RAW DATA –
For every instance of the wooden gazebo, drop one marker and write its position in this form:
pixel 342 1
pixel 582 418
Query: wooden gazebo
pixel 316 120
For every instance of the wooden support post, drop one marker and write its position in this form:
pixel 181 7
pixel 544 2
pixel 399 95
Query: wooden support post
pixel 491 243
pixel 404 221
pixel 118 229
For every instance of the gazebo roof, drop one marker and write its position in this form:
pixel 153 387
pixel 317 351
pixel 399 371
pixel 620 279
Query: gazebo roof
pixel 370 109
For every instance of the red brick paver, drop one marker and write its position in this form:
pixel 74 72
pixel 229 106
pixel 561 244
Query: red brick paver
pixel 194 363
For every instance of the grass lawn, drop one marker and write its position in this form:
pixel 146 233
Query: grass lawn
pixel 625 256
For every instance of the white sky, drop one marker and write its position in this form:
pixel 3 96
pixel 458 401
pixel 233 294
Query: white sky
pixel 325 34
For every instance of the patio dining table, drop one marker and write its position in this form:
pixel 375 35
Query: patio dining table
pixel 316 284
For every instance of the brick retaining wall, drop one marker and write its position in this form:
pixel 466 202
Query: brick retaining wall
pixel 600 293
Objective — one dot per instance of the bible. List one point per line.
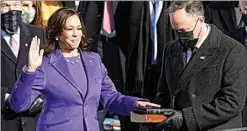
(149, 115)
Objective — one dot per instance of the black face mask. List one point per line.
(244, 19)
(187, 39)
(10, 21)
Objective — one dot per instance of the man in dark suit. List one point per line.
(145, 32)
(97, 17)
(241, 36)
(203, 76)
(15, 40)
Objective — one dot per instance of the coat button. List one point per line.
(193, 96)
(24, 123)
(99, 15)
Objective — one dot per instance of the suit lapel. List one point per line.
(59, 63)
(178, 58)
(206, 53)
(25, 41)
(7, 51)
(87, 61)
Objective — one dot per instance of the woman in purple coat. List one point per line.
(70, 79)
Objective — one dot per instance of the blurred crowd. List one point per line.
(130, 43)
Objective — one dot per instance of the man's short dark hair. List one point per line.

WHAT TO WORK ON – From the line containing "Query: brick retaining wall" down to the last line of the data above, transcribe exactly those lines and no others; omit the pictures.

RESPONSE FOR THIS EXERCISE –
Query: brick retaining wall
pixel 600 293
Objective — one dot per instance of the bible. List one point per line.
(149, 115)
Objective — one dot per instance of the black face mask. List one point per line.
(244, 19)
(187, 39)
(10, 21)
Objective — one dot per instance of the man in dark suit. List one point per line.
(145, 32)
(97, 17)
(241, 36)
(203, 76)
(15, 40)
Objective — one dot per instance of the coat button. List one point per line.
(193, 96)
(24, 123)
(99, 15)
Objective — one dot per instance of the suit lapel. List one point per line.
(59, 63)
(178, 58)
(206, 53)
(25, 41)
(7, 51)
(87, 61)
Objective — one dot per instance of the woman in purple coat. List one point per line.
(70, 79)
Objective — one dot per instance of the blurred crowd. List one point per line.
(130, 43)
Objective — one dot per instance of the man's short dark hair. List one point per line.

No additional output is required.